Martina ad esempio ha trovato un “XVII” scritto in numeri romani ed ha pensato che fosse riferito al secolo, e se così fosse stato in effetti si sarebbe trattato di un errore. In realtà quel “XVII” indicava l’anno dell’era fascista, quindi si trattava effettivamente di una indicazione temporale ed era apparentemente contraddittoria, ma non era quello l’inganno.
Un altro dubbio è venuto a Bernardo, Marcello e anche un po’ a Margherita, perché nel documento compare a stampa una indicazione del 1921 mentre la data del contratto siglata a mano è del 1939; anche questo però non era un falso: il modulo per registrare gli affitti riportava il riferimento ad una legge del 1921 che era ancora la norma di riferimento al momento della firma del contratto.

MATERIALE FORNITO >>
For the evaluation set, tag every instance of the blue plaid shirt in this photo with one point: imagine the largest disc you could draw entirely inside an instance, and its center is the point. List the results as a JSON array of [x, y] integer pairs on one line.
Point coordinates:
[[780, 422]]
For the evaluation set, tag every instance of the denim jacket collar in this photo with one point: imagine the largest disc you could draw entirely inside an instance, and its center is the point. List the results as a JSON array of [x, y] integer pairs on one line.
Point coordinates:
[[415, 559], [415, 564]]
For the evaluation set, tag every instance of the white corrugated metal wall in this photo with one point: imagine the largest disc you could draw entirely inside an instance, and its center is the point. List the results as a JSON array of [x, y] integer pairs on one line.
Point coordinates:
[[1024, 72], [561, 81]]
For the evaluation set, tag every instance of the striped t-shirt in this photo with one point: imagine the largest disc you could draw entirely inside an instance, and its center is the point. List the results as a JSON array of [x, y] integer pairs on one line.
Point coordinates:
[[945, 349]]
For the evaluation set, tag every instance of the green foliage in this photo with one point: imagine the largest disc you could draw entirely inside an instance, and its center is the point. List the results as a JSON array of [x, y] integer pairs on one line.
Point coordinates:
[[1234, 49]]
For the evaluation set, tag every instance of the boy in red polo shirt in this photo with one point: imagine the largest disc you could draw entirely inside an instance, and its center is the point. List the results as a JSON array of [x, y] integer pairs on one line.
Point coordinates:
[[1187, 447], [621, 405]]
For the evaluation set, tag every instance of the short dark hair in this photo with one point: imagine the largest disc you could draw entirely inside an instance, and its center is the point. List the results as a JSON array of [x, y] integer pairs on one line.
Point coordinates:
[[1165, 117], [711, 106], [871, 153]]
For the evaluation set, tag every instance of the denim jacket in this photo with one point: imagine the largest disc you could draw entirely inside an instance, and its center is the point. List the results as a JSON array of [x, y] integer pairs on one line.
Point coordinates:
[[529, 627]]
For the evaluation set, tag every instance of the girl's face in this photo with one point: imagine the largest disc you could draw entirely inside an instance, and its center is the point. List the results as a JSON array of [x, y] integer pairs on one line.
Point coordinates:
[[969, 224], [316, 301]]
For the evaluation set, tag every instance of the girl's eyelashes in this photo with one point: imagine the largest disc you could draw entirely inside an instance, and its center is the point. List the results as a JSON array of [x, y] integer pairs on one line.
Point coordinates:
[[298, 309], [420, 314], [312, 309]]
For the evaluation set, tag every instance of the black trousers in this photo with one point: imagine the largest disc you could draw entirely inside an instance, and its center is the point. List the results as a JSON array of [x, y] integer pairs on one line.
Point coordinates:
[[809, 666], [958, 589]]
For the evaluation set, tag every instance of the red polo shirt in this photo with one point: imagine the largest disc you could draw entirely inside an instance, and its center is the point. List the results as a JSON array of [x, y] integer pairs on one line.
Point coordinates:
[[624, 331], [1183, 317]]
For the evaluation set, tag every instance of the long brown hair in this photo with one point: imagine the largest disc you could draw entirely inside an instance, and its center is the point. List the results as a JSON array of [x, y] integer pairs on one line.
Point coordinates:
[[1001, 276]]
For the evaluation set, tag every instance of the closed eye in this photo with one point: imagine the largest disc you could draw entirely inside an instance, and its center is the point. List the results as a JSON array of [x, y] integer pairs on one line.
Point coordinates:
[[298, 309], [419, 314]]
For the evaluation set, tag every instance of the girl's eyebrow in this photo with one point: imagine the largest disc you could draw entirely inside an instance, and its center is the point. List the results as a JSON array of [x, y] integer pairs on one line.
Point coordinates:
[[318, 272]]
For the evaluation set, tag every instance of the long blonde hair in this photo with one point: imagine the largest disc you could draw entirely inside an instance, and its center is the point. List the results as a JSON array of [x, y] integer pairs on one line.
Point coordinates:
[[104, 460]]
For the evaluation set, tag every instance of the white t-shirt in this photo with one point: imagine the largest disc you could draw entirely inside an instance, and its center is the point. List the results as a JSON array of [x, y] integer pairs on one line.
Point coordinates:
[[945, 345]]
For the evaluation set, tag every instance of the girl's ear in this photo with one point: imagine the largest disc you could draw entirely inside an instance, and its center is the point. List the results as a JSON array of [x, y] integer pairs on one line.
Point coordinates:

COSA FARE >> Scrivi tutti i nomi di persona che compaiono nel testo dell'esercizio.

SOLUZIONE >> Martina, Bernardo, Marcello, Margherita